Objective ->
Render the lines of the material as a JSON list of strings, one string per line with blank lines omitted. Start at the line containing "Could you please indicate the orange" and include every line through the last one in the material, and nothing else.

Collection entries:

>>>>

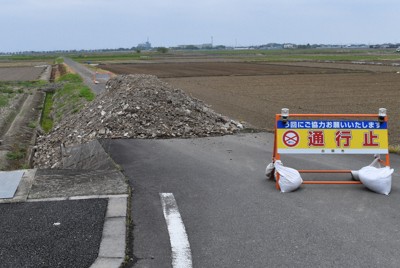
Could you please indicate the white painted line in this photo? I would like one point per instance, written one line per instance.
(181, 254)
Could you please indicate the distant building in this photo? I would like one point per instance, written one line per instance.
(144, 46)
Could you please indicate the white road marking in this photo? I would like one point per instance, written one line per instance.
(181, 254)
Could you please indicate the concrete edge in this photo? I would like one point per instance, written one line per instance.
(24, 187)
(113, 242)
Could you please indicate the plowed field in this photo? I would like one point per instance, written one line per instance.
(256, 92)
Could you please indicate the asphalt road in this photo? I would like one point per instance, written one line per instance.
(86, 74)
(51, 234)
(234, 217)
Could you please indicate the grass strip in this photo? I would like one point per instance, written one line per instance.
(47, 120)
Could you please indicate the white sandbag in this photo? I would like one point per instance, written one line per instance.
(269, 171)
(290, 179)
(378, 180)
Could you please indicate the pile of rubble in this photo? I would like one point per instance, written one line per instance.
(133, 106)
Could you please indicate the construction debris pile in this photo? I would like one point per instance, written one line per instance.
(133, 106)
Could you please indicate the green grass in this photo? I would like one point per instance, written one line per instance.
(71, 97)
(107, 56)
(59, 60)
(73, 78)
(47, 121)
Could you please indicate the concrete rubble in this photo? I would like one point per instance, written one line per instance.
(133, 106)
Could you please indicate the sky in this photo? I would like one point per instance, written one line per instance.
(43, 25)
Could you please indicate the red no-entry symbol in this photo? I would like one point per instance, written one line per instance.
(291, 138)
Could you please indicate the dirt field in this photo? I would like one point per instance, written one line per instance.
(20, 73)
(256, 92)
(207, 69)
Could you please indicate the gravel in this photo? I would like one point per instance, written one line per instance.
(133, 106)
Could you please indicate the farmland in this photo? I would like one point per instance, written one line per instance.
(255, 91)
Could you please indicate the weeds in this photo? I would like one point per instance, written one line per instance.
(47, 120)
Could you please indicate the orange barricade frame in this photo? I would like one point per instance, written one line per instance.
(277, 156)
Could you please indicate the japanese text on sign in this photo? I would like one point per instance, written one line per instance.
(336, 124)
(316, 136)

<<<<

Response to this exercise ->
[
  "Could you please indicate the orange barricade frame in this photo? I would like one point per instance, written one line per instance.",
  "(277, 156)",
  "Could you please indicate the japanese text on sign in this photo? I would like one point per instance, written one line per instance.",
  "(336, 124)",
  "(316, 136)"
]